Page extract:
........

Recent Cases Relating To Castle Laws

12:00 AM CST on Sunday, January 20, 2008

Lethal force against intruders was widely used in America long before the rise of castle laws, and police today report cases across the country whether or not such laws are in place. Here are recent cases from Dallas and across the country:


Musician killed outside neighbor's home

A well-known Dallas musician who beat up his girlfriend and then tried to kick in his neighbor's door in a drunken rage was killed Sept. 3 after being shot in the head by the neighbor, who thought he was a burglar.

Carter Albrecht, 34, was a guitarist and keyboardist best known for his work with Dallas rock band Sorta, as well as Edie Brickell & New Bohemians.

After hitting his girlfriend several times in the face, Mr. Albrecht followed her as she fled her apartment, but she was able to duck inside again and lock the door, she told police. Mr. Albrecht went to the back of a neighbor's home, kicking and banging on the door.

........

Excerpted records:
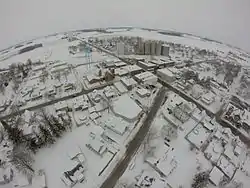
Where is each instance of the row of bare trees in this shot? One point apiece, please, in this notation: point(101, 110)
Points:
point(50, 129)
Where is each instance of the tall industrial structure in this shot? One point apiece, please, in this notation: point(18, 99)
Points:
point(165, 50)
point(152, 48)
point(120, 48)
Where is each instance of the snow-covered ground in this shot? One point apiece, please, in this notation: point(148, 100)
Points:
point(182, 141)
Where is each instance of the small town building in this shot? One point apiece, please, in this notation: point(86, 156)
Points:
point(120, 87)
point(61, 106)
point(142, 92)
point(146, 78)
point(146, 65)
point(129, 83)
point(208, 98)
point(97, 145)
point(166, 75)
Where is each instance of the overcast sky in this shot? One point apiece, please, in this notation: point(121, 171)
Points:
point(224, 20)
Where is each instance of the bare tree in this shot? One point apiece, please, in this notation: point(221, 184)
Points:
point(200, 180)
point(58, 76)
point(148, 148)
point(22, 159)
point(44, 75)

........

Problems and tasks:
1/ Output the part of the castle-law cases article starting with "A well-known Dallas" and going on through "was a burglar.".
2/ According to the castle-law cases article, which Dallas rock band was Carter Albrecht best known for working with?

Answers provided:
1/
A well-known Dallas musician who beat up his girlfriend and then tried to kick in his neighbor's door in a drunken rage was killed Sept. 3 after being shot in the head by the neighbor, who thought he was a burglar.

2/ Sorta